Lista de exercícios:
(a) Diga se cada afirmação abaixo está de acordo com o texto sobre as gerações. Responda sim ou não e cite as palavras do texto que decidem a resposta. (i) A Geração X corresponde aos nascidos de 1965 a 1980. (ii) Os Baby Boomers cresceram com a internet. (iii) A entrevista foi feita para a Revista Comunhão.
(b) Segundo o texto sobre as gerações, qual geração é a primeira a crescer totalmente imersa na era digital?
(c) Dê continuidade ao texto sobre as gerações, começando logo depois da última frase que aparece.

Trecho do texto:
★ ★ ★ ★ ★ ★ ★

Como entender e ajudar a geração Z e os jovens “nem-nem” no Brasil
Entrevista realizada pela jornalista Lilia Barros com o pastor Elton Melo, para a Revista Comunhão, a revista de maior circulação para o público evangélico do Brasil.
Últimas Gerações
Desde o final da Segunda Guerra Mundial (1939-1945), diversas gerações têm surgido, cada uma moldada por eventos e tendências sociais únicas. Vamos percorrer essas gerações até a atual Geração Z:
- Baby Boomers (1946-1964): Os Baby Boomers nasceram no rescaldo da guerra e cresceram em uma época de prosperidade econômica nos Estados Unidos e em muitas partes do mundo. Eles valorizavam a estabilidade, o trabalho árduo e a família. Os Boomers desempenharam um papel importante nos movimentos pelos direitos civis e pela igualdade de gênero nas décadas de 1960 e 1970. Eles viram avanços tecnológicos, como a chegada da televisão.
- Geração X (1965-1980): A Geração X testemunhou a crescente influência da tecnologia, como o surgimento dos computadores pessoais e dos videogames. São conhecidos por sua independência e ceticismo em relação às instituições. Muitos enfrentaram desafios econômicos, como a recessão da década de 1980. Eles valorizam o equilíbrio entre trabalho e vida pessoal.
- Geração Y (Millennials, 1981-1996): Os Millennials cresceram com a internet, transformando a forma como as informações são acessadas e compartilhadas. São conhecidos por sua adaptabilidade, valores progressistas e preocupação com questões sociais e ambientais. Eles experimentaram eventos significativos, como o 11 de setembro e a Grande Recessão. Muitos buscam trabalhos com propósito e equilíbrio entre vida pessoal e profissional.
- Geração Z (1997-presente): A Geração Z é a primeira a crescer totalmente imersa na era digital. São nativos digitais, caracterizados pela fluência tecnológica, uso intensivo das redes sociais e conexão global instantânea. Valorizam a diversidade, a inclusão e o ativismo. Estão enfrentando desafios únicos, como a crescente automação de empregos e a mudança nas dinâmicas de trabalho e educação devido à pandemia COVID-19.
A Geração Z está moldando a cultura atual com seu ativismo, conscientização ambiental e demanda por mudanças sociais.
Eles enfrentam incertezas econômicas, mas também têm acesso a oportunidades globais devido à tecnologia. Seu impacto na sociedade continuará a ser uma narrativa importante nas décadas futuras, à medida que buscam equilibrar a busca pela autenticidade e o ativismo com as pressões econômicas e sociais de um mundo em constante evolução. Como todas as gerações, eles trazem perspectivas únicas, moldadas pelas circunstâncias de seu tempo, que influenciarão a sociedade e a cultura nas próximas décadas.
Jovens “nem-nem”, como entender isso?
1- Como interpretar estes dados?

★ ★ ★ ★ ★ ★ ★

Dados de localização de objetos por linguagem natural:
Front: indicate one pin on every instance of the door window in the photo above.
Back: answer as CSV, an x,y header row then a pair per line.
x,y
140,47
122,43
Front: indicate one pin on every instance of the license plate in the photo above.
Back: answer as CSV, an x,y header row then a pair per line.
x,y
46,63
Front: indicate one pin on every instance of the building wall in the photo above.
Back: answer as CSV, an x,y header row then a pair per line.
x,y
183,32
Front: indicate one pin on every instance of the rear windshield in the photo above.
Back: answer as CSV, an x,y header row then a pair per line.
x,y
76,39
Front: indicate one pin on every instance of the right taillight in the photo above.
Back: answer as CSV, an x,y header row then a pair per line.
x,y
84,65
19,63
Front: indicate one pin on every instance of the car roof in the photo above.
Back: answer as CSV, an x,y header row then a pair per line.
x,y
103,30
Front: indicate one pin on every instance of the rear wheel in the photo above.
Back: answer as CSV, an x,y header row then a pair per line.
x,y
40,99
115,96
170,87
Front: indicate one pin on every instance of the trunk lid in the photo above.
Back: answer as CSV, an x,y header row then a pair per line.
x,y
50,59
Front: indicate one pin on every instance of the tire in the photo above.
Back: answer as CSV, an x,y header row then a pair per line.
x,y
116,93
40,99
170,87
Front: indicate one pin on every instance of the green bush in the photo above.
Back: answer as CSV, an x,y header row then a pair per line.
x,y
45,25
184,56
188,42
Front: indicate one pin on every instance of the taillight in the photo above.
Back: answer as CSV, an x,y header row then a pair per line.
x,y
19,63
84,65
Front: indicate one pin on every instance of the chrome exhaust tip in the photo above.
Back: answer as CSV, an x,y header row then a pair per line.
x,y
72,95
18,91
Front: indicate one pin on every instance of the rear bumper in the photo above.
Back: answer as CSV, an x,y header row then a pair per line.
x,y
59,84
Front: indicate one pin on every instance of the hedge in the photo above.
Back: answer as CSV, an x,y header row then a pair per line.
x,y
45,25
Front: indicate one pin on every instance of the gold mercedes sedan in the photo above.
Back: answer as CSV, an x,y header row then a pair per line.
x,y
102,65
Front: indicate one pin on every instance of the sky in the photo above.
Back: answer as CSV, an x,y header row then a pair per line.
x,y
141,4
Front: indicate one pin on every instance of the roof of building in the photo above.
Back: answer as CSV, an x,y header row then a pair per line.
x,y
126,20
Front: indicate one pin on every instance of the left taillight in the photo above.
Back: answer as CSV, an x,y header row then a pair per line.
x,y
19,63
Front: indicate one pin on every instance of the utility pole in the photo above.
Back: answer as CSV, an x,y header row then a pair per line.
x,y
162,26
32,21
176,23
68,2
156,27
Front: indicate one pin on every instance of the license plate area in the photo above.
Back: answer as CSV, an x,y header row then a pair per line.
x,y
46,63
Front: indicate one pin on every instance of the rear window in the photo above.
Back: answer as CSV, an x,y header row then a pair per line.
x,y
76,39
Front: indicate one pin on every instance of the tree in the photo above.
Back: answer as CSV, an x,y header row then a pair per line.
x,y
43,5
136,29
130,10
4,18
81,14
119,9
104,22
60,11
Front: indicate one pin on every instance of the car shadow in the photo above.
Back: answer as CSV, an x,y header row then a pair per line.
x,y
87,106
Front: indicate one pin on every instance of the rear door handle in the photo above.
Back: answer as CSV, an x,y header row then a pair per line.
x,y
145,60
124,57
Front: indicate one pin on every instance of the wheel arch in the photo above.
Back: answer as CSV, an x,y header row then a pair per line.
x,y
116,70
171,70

★ ★ ★ ★ ★ ★ ★

Respostas:
(a) (i) Sim: "Geração X (1965-1980)". (ii) Não: "cresceram em uma época de prosperidade econômica nos Estados Unidos e em muitas partes do mundo". (iii) Sim: "para a Revista Comunhão".

(b) A Geração Z.

(c)
O Brasil é classificado como vice-campeão no ranking da OCDE – Organização para a Cooperação e Desenvolvimento Econômico – de jovens ‘nem-nem’, ou seja, jovens que nem estudam, nem trabalham. Isso é uma preocupação séria e merece atenção. Essa situação reflete uma parcela significativa da juventude brasileira que enfrenta dificuldades em se inserir no mercado de trabalho ou acessar a educação formal. É importante observar que esses números podem variar ao longo do tempo e de acordo com a metodologia de coleta de dados da pesquisa.
2- Parece que essa geração é muito crítica, tem opinião e resposta para tudo, porém sem compromisso, sem responsabilidades. Não se preocupa em se formar e profissionalizar. Isso procede?
A percepção de que a Geração Z é crítica, tem opiniões, mas parece não se comprometer com responsabilidades como formação profissional pode ser um estereótipo que não se aplica a todos os jovens dessa geração. No entanto, é verdade que a juventude contemporânea enfrenta desafios diferentes dos das gerações anteriores, como uma economia mais volátil e a crescente importância das tecnologias digitais, o que pode afetar suas escolhas educacionais e profissionais.
A alta incidência de jovens da Geração Z que não estudam e não trabalham pode ser atribuída a uma série de fatores complexos e interligados:
- Desafios econômicos: A Geração Z enfrenta desafios econômicos significativos, incluindo altas taxas de desemprego e subemprego, salários estagnados e custos crescentes de vida, como habitação e educação superior. Isso pode desencorajar os jovens de buscar educação e emprego.
- Acesso à educação: Nem todos os jovens têm acesso igualitário à educação de qualidade. A falta de acesso a escolas de qualidade, recursos educacionais e oportunidades de bolsas de estudo pode limitar as perspectivas educacionais.
- Mudanças tecnológicas: A automação e a mudança tecnológica rápida estão transformando o mercado de trabalho. Alguns jovens podem se sentir despreparados para enfrentar essa evolução e podem adiar a entrada no mercado de trabalho.
- Pressões sociais e mentais: A Geração Z também enfrenta pressões sociais significativas, como o estresse relacionado às redes sociais, preocupações com a imagem corporal e saúde mental. Isso pode afetar negativamente sua capacidade de se concentrar nos estudos ou no trabalho.
- Desalento: O desalento é um fenômeno em que os jovens desistem de procurar emprego devido à falta de oportunidades ou à falta de confiança em suas habilidades. Isso pode levar ao status ‘nem-nem’.
- Escolhas educacionais: Alguns jovens podem escolher adiar a educação superior ou entrar no mercado de trabalho diretamente após o ensino médio, levando a uma pausa temporária nos estudos.
- Cultural e social: Mudanças culturais e sociais, como uma ênfase na busca de propósito e satisfação pessoal em vez de empregos tradicionais, podem levar alguns jovens a adiar a entrada na força de trabalho ou a buscar alternativas menos convencionais.
- Incertezas políticas e econômicas: Incertezas políticas e econômicas, como crises financeiras ou instabilidade política, podem afetar negativamente a confiança dos jovens na perspectiva de um futuro estável.
É importante reconhecer que as causas podem variar entre diferentes regiões e grupos socioeconômicos. Abordar esse problema requer uma abordagem multifacetada que inclui políticas educacionais, programas de empregabilidade, apoio à saúde mental e esforços para reduzir as desigualdades econômicas.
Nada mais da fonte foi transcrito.